What you are asked to do:
Find every line in the data below that contains the word "Mark" and copy each of those lines.

Exercise material:
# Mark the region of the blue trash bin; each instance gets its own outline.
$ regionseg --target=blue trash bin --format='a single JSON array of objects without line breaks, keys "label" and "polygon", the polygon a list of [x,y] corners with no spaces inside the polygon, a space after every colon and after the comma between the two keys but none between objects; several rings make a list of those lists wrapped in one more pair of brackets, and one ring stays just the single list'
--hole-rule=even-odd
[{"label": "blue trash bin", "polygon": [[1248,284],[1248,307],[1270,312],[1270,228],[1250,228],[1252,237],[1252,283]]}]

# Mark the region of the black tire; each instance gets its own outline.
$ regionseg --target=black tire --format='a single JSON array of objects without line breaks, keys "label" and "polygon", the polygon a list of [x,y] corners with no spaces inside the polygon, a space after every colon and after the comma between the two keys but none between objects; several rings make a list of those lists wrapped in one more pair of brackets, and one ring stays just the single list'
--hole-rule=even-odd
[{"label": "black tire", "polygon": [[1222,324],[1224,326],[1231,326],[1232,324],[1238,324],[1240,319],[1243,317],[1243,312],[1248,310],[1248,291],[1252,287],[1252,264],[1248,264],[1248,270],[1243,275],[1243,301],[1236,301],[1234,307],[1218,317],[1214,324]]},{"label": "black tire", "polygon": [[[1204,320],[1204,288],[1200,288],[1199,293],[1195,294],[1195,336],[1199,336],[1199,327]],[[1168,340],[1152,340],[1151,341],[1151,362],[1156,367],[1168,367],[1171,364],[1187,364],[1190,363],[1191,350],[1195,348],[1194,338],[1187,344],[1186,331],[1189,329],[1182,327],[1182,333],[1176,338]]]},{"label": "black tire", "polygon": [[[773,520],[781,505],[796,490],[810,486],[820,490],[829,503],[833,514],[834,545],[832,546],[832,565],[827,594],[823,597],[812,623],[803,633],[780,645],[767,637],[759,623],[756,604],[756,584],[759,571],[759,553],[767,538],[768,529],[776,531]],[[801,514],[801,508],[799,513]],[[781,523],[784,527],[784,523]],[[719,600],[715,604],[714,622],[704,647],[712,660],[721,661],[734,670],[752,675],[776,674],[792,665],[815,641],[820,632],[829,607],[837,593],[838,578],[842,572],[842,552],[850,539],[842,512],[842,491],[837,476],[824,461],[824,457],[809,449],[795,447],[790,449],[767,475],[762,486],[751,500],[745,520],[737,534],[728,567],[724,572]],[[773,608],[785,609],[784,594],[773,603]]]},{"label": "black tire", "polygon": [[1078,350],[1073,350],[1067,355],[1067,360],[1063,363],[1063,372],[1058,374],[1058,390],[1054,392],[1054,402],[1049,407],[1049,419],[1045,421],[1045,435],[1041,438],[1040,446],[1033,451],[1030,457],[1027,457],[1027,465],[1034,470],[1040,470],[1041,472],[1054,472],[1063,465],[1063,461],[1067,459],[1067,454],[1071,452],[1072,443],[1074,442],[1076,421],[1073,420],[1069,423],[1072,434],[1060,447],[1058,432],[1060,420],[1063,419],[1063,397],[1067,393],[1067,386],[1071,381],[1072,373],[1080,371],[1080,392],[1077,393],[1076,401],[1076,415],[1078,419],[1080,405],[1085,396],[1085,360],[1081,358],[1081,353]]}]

The result:
# Mark the region of the blue trash bin; each instance gets its own outline.
# Mark the region of the black tire; each instance gets its own outline.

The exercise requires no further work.